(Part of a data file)
[start]

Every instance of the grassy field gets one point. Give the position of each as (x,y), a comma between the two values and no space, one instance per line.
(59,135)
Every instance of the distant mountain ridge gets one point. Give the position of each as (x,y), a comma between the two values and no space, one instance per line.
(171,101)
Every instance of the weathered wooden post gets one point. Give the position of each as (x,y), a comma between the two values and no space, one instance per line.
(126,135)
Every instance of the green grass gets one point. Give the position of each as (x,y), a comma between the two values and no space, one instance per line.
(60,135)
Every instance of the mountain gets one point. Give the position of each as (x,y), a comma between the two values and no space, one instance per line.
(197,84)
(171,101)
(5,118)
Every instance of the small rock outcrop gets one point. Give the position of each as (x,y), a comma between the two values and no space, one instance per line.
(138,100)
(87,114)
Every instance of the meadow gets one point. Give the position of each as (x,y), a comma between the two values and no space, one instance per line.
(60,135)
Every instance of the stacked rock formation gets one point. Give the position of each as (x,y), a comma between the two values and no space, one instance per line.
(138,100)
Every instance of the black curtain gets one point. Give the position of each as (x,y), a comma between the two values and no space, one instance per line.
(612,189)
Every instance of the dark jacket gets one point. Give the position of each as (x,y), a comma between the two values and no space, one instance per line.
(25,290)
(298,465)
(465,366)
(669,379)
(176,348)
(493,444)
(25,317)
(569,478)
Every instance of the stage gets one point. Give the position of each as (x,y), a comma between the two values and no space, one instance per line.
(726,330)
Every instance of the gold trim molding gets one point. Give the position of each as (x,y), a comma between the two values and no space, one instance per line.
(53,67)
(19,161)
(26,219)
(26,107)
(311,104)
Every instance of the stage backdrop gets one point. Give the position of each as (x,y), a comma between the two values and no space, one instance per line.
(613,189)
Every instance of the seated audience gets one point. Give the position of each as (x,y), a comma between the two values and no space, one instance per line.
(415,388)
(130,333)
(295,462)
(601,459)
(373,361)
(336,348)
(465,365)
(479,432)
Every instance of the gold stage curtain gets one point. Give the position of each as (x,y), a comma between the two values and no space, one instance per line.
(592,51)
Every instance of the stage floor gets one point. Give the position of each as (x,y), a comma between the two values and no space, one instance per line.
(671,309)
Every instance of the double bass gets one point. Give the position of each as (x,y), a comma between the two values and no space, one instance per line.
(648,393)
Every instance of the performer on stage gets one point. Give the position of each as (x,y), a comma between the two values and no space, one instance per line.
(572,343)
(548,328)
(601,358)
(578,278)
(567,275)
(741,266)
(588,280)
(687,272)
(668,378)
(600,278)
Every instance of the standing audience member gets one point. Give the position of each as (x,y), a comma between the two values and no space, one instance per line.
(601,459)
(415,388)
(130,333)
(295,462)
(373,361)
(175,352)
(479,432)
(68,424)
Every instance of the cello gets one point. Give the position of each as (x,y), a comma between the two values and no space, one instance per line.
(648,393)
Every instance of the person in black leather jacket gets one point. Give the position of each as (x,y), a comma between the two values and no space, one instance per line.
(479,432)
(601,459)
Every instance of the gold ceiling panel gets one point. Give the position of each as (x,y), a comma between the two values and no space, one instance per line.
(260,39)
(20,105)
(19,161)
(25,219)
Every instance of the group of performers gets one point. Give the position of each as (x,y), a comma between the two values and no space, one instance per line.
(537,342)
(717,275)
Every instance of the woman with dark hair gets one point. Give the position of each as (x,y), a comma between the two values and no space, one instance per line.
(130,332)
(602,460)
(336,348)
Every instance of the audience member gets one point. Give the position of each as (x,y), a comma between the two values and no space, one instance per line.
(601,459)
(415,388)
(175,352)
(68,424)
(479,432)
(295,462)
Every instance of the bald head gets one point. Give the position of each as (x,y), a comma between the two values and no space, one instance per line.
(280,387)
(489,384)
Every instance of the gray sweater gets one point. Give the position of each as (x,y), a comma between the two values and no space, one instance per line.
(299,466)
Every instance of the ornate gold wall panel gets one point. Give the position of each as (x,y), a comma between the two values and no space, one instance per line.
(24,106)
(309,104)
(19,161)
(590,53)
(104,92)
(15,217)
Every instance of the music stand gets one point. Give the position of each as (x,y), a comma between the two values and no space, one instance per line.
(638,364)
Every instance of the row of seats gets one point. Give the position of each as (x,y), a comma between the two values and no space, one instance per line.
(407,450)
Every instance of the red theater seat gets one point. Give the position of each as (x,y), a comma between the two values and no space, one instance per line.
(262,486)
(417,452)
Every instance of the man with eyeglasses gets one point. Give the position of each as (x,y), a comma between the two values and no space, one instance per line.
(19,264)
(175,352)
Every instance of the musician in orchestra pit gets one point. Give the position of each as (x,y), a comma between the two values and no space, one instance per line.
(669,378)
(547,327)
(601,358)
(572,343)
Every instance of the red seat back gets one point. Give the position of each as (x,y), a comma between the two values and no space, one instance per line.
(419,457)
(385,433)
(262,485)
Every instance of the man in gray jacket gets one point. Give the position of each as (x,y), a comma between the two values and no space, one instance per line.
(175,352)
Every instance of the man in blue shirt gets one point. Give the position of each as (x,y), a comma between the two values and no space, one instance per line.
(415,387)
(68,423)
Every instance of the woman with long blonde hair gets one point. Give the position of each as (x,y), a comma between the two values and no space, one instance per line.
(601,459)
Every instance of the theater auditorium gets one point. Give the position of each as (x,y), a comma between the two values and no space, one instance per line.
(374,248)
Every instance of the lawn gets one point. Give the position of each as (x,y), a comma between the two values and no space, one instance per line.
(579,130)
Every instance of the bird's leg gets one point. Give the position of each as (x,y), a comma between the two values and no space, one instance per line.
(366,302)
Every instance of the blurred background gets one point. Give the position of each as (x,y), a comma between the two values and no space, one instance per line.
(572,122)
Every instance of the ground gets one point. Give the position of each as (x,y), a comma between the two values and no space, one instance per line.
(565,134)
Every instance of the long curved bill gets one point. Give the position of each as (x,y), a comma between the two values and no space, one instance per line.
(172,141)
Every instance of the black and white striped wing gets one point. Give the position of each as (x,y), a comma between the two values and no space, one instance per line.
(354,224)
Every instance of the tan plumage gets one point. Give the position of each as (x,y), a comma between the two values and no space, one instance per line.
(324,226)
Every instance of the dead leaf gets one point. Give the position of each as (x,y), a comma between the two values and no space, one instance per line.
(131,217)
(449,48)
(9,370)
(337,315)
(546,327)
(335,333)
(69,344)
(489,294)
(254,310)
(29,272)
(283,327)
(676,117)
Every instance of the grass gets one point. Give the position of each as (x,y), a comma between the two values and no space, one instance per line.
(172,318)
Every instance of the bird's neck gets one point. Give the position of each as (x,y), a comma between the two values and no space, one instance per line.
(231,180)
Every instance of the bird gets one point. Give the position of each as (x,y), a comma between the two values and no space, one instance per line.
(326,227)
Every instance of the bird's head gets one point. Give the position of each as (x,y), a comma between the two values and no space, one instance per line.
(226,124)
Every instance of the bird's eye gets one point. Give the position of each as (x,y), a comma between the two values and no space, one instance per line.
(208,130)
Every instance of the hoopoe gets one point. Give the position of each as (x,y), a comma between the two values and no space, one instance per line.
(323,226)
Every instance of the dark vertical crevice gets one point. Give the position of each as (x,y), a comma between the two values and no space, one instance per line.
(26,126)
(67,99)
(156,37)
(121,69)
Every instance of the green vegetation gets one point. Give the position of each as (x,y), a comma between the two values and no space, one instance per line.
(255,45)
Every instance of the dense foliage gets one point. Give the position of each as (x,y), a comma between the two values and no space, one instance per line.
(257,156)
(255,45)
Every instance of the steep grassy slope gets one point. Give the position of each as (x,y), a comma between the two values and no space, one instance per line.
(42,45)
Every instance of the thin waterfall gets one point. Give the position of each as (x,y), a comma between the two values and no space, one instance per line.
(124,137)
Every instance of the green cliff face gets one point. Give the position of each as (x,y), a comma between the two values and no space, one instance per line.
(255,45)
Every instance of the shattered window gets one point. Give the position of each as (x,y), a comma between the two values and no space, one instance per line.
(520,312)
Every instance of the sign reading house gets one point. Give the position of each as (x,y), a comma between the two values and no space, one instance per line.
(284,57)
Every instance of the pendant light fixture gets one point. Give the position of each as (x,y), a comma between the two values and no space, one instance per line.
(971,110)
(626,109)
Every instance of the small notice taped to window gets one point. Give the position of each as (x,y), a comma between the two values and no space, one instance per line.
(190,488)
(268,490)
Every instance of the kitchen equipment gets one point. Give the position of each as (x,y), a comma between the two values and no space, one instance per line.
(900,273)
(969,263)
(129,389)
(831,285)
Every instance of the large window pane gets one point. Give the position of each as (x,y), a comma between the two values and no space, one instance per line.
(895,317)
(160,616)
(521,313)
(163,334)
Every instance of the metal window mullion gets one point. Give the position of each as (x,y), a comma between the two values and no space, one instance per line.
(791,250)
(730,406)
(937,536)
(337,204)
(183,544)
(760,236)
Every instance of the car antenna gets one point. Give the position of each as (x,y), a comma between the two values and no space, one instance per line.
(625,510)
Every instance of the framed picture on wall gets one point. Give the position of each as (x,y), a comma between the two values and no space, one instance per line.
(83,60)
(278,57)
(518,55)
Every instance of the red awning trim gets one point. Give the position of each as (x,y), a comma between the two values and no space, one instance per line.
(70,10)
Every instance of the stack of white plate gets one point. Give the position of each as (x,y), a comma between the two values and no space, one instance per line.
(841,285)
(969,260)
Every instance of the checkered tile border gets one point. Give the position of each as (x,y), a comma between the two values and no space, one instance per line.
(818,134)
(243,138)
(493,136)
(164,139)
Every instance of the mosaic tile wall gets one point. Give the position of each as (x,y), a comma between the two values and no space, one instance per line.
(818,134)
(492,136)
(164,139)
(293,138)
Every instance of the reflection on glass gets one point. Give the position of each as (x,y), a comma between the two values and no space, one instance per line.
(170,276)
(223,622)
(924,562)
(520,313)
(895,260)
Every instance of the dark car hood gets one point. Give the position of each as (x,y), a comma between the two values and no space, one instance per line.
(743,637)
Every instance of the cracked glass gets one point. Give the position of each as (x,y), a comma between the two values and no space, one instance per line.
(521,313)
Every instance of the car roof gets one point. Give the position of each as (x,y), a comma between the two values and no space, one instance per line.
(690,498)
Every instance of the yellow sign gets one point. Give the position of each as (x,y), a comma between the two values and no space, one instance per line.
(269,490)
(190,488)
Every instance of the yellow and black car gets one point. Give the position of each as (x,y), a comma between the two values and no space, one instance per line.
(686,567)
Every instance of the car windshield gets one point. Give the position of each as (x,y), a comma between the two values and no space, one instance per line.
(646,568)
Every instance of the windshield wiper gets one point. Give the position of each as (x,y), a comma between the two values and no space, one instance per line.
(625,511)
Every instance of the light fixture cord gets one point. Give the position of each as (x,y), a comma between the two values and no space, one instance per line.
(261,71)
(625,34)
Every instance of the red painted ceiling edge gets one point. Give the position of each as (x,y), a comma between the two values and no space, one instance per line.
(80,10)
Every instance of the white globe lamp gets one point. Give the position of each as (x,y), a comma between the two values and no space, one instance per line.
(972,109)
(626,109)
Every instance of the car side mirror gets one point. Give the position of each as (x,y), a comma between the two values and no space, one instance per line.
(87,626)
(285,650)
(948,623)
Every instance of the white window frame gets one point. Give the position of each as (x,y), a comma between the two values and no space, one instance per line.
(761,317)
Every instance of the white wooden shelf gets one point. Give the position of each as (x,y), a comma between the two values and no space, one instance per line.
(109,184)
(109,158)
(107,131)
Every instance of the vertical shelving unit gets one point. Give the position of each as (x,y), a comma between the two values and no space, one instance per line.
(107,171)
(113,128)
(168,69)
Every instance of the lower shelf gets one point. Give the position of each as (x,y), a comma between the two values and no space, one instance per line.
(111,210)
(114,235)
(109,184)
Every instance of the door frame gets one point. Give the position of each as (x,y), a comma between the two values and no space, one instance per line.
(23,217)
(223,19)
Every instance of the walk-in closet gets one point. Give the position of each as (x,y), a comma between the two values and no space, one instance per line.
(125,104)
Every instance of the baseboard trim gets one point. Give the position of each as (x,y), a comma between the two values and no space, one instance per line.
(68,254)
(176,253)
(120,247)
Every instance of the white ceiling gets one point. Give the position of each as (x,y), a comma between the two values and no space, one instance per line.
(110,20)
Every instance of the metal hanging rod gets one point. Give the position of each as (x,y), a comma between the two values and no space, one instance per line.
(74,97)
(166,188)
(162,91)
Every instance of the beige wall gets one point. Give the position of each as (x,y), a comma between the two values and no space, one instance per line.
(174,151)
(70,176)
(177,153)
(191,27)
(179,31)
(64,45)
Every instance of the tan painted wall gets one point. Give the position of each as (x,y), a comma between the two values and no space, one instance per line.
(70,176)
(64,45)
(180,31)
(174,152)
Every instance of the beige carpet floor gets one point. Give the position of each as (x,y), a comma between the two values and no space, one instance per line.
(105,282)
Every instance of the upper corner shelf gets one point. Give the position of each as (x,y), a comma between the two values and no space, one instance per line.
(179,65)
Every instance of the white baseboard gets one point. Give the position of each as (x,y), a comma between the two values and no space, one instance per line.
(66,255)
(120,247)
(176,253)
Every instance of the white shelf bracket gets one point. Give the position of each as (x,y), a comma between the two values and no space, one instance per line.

[end]

* Challenge
Quote exactly what appears from the line containing "Every instance of the metal hanging" through the final line of the listing above, including both of those lines.

* Result for this task
Every instance of the metal hanging rod gets one point. Give the position of each as (x,y), a comma between the two values and no space, one instance per line.
(74,97)
(166,188)
(162,91)
Every instance of the beige wall gets one point. Give the position of each as (x,y), a comma between the two values and no space, one instance per line.
(174,151)
(70,176)
(177,153)
(191,27)
(179,31)
(64,45)
Every instance of the tan painted wall gets one point. Give the position of each as (x,y), a comma between the two values and no space, one instance per line.
(70,176)
(64,45)
(180,31)
(174,152)
Every instance of the beige carpet floor gets one point. Give the position of each as (x,y), a comma between the two values and no space, one instance per line.
(105,282)
Every instance of the upper corner shelf gets one point. Give the position of each as (x,y), a comma between the two values and no space, one instance per line.
(179,65)
Every instance of the white baseboard gets one point. Give the position of each as (x,y), a comma between the two values and no space, one instance per line.
(66,255)
(120,247)
(176,253)
Every instance of the white shelf bracket gets one point. Give the position of each as (x,y), a comma between the two values and no space, one instance per line.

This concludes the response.